*Records from a data source*:
# # # # # # #
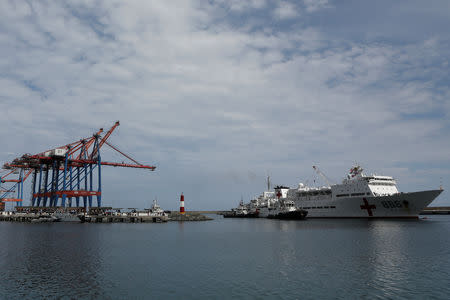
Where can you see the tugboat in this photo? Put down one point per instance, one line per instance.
(285, 210)
(242, 211)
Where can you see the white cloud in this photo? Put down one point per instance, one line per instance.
(314, 5)
(286, 10)
(205, 97)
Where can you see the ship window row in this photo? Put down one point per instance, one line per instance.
(315, 193)
(314, 207)
(381, 179)
(354, 194)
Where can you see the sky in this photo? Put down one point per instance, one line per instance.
(219, 94)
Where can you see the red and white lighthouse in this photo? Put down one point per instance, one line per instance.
(182, 204)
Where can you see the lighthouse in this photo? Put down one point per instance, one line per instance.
(182, 204)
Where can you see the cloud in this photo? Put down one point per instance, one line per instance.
(314, 5)
(210, 90)
(286, 10)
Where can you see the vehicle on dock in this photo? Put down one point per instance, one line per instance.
(45, 219)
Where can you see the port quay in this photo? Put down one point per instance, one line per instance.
(62, 186)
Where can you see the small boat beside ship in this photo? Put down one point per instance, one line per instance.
(285, 210)
(358, 196)
(242, 211)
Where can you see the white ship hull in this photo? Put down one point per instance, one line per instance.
(401, 205)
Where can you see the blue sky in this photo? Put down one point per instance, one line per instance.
(219, 94)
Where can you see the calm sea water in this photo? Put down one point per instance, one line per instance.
(228, 258)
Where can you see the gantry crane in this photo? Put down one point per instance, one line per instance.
(64, 172)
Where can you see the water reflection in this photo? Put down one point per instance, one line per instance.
(52, 260)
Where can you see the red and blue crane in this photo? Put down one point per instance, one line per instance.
(63, 174)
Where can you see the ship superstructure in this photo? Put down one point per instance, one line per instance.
(361, 196)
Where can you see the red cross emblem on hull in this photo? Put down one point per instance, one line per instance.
(368, 207)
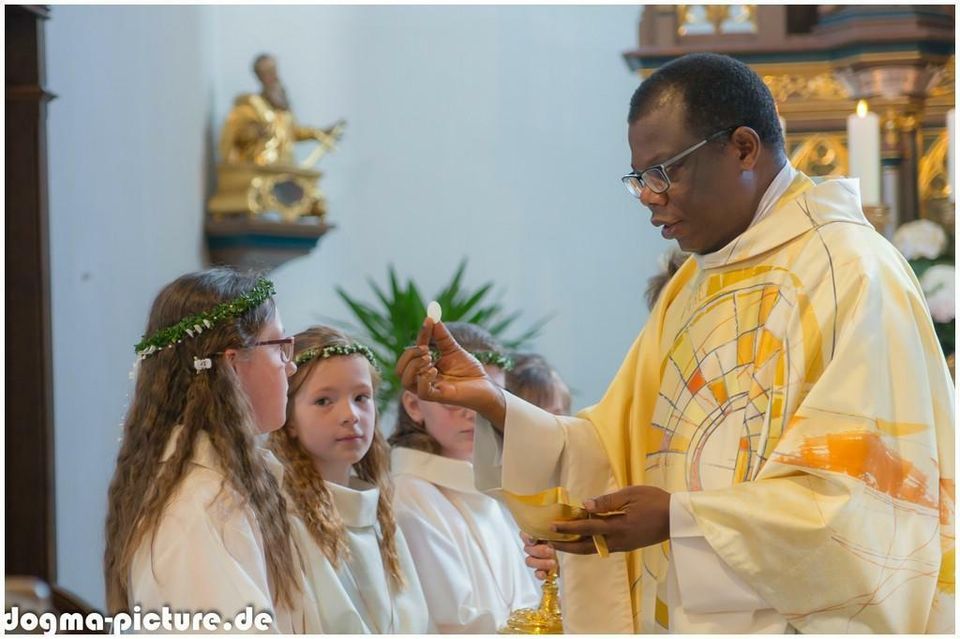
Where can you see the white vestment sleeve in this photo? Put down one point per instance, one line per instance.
(541, 451)
(529, 460)
(706, 583)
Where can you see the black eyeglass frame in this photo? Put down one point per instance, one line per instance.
(286, 347)
(634, 181)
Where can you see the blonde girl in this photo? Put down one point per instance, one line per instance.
(466, 545)
(196, 520)
(340, 494)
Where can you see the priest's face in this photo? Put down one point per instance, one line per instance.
(709, 200)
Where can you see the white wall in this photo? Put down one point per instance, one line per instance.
(495, 133)
(126, 173)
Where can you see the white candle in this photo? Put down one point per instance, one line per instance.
(952, 154)
(863, 144)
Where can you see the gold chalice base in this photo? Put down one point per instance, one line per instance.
(530, 621)
(544, 620)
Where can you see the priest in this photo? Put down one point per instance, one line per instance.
(776, 452)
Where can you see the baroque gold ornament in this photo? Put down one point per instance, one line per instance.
(258, 174)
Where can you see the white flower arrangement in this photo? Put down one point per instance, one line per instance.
(920, 239)
(939, 288)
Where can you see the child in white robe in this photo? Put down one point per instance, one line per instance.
(533, 379)
(339, 491)
(195, 519)
(466, 544)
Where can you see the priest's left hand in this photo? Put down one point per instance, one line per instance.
(645, 521)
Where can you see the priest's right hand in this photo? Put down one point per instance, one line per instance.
(457, 377)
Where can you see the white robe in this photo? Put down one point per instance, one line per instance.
(466, 545)
(207, 553)
(356, 598)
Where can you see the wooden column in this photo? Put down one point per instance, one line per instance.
(29, 500)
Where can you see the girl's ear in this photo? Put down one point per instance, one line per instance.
(411, 404)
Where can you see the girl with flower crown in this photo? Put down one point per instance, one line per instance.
(339, 491)
(196, 520)
(466, 545)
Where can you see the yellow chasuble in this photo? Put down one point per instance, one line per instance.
(792, 384)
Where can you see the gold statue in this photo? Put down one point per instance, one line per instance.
(257, 172)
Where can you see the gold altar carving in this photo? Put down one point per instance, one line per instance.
(703, 19)
(258, 173)
(822, 86)
(821, 155)
(818, 61)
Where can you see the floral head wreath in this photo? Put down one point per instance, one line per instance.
(492, 358)
(336, 350)
(193, 325)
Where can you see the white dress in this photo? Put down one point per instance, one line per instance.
(356, 598)
(466, 545)
(208, 554)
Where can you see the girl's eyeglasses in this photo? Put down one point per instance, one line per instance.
(285, 344)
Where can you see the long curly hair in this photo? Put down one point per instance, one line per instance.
(411, 434)
(304, 484)
(168, 393)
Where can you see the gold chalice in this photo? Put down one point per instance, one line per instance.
(534, 514)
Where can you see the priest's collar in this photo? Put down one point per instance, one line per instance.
(792, 205)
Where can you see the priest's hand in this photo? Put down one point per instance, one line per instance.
(456, 378)
(645, 520)
(540, 556)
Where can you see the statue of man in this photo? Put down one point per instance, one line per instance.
(261, 128)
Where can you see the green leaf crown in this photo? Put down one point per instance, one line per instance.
(337, 350)
(193, 325)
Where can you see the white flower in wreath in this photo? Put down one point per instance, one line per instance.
(938, 284)
(920, 238)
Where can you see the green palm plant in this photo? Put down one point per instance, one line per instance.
(392, 322)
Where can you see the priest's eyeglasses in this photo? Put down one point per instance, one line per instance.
(655, 178)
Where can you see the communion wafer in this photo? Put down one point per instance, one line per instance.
(434, 311)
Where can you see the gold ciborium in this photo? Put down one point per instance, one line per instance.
(534, 515)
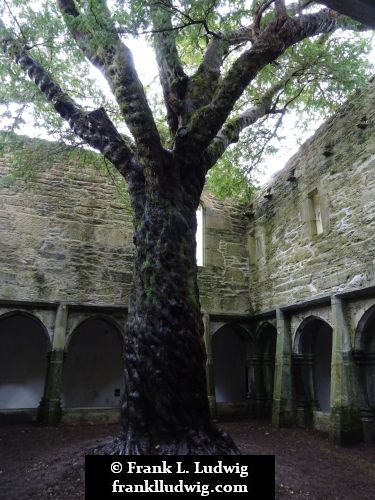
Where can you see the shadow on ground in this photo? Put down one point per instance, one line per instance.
(39, 462)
# # # # # # #
*Requirement*:
Retype all records exactly as shown above, images excluded.

*Problem solution*:
Where can you see the tugboat in this photo? Put down one point per instance, one line per instance.
(285, 210)
(242, 211)
Where can you see the white cloud in this photo? Put down one point per instance, one line per instance.
(314, 5)
(286, 10)
(205, 97)
Where can you see the ship window row in this photo? Put down one point per instance, one line per instance.
(315, 193)
(314, 207)
(381, 179)
(354, 194)
Where can you see the sky in this photo? Put down one point per instance, one line per instance.
(219, 94)
Where can you see the red and white lighthouse in this photo? Put down one point per instance, one line per instance.
(182, 204)
Where can you see the lighthouse in this photo? Put down one point per instance, one line per instance.
(182, 204)
Where can you see the cloud in this photo? Put down one point per instance, one line per instance.
(314, 5)
(210, 90)
(286, 10)
Where can you see the vehicle on dock in this photo? Put down one point per instance, one line per instance.
(45, 219)
Where can you see the port quay in this photo? Put down one point per instance, one line per instance.
(62, 186)
Where can you see the small boat beside ship in this photo? Put down one point per instance, one line per instance.
(285, 210)
(358, 196)
(242, 211)
Where can you see the white ship hull in this photo? Put down one point per instance, one line per instance.
(401, 205)
Where can you see the blue sky in this photo? Put down one point per instance, one line per instance.
(219, 94)
Where can you see the calm sea water in this photo? Put down one point per instance, one line per instance.
(228, 258)
Where can you see the gantry crane in this photo? Put down one point per instance, one line per instance.
(64, 172)
Where can you see the water reflection in this photo? Put down one point per instance, one line per instance.
(52, 260)
Where can you see the red and blue crane in this photo? Put down one point per instance, one line per instance.
(63, 174)
Where can you see the ship superstructure in this photo? Put down one point per instance, one line per instance.
(361, 196)
Where can you see the red cross emblem on hull in this photo? Put down one point per instance, one line per instance.
(368, 207)
Where can you see the white vestment sleeve in this photo? Put down one point per instance, one line per instance.
(541, 451)
(529, 460)
(706, 583)
Where can you see the black eyeglass frame in this photo? Put down one point per instance, one line per instance.
(286, 347)
(634, 181)
Where can you see the blonde girl in this photo? Put down one point per instance, one line per instance.
(466, 545)
(196, 520)
(340, 494)
Where can you see the priest's face in this photo? Put down one point per instance, one line per instance.
(709, 200)
Where can you see the white wall in this photo? Put down one point per instance, one line per instance.
(495, 133)
(126, 173)
Where can you see the white candle in this photo? Put down one point per instance, one line per instance.
(952, 154)
(863, 144)
Where can you see the gold chalice base in this photo? Put down one point per instance, one line per instance.
(530, 621)
(544, 620)
Where can you see the priest in this photo? Put down one point per instance, one line per instance.
(776, 452)
Where can you see the baroque gold ornament in this photo? Put down one point per instance, one line per instance.
(258, 174)
Where can you see the white flower arrangement in this photo? Put down one point per instance, one line per instance.
(920, 239)
(939, 288)
Where can you see the child in white robe in this photo? Put down one point per instance, one line per instance.
(533, 379)
(339, 491)
(195, 519)
(466, 544)
Where can you see the priest's left hand in this photo? Put down one point per instance, one line per instance.
(645, 521)
Where can you see the priest's right hand in this photo? Put down one point per instance, one line per instance.
(457, 377)
Where can you see the white robe in this photo? Put down one point per instance, one line per instance.
(466, 545)
(207, 553)
(356, 598)
Where can you see the wooden column in this photo? Put down one point per instance, one line per instance.
(29, 500)
Where can you see the girl's ear in this photo? Put down one point per instance, one line per instance.
(411, 404)
Where can you see the girl with flower crown in this photo? Put down one point per instance, one line per instance.
(339, 491)
(196, 520)
(466, 545)
Where can you see the yellow chasuble in this photo? Put down one point per instance, one line per instance.
(792, 384)
Where can you see the gold statue in this photo? Put down one point per instance, one line per instance.
(257, 172)
Where can you see the gold altar carving in this photo? Put down one point per instance, one line per instance.
(703, 19)
(258, 173)
(822, 86)
(821, 155)
(818, 61)
Where can you see the floral head wreath in this photo? Put down one point per instance, one line per instance.
(492, 358)
(336, 350)
(193, 325)
Where can you see the white dress in this photo? Put down one point per instance, one line per instance.
(356, 598)
(466, 545)
(208, 554)
Where can you see the girl's eyeglasses in this photo? Put down one point per instance, one line per instance.
(285, 344)
Where can you see the long curly hair in this photo? Put down one point per instance, one line per instance.
(411, 434)
(304, 484)
(168, 393)
Where can you see the gold chalice in this photo? Put down one point per instance, one line per instance.
(534, 514)
Where can you see the priest's collar in this photo? Put down one point per instance, one line per instance.
(792, 205)
Where can you see the priest's hand in this photo? Put down one point per instance, one line per instance.
(456, 378)
(645, 520)
(540, 556)
Where can you see the statue of man in this photo? Put down one point per instance, one line per instance.
(261, 128)
Where can you see the green leaf crown in this photo? Put down one point per instance, one line per instance.
(337, 350)
(193, 325)
Where can you see the white flower in wreath in this photo? Put down one point per instance, one line per instance.
(938, 284)
(920, 238)
Where can you see the green palm plant in this photo? Put down one point per instance, one line per instance.
(392, 322)
Where can you see the priest's eyeglasses in this photo? Put down one point per instance, one line per instance.
(655, 178)
Where can you see the communion wafer in this photo? Put down one point per instance, one line per instance.
(434, 311)
Where can you see the gold ciborium in this photo? Put down one point per instance, one line per instance.
(534, 515)
Where can you see the shadow on ground in this photo? Put down one point per instance, one line per instance.
(39, 462)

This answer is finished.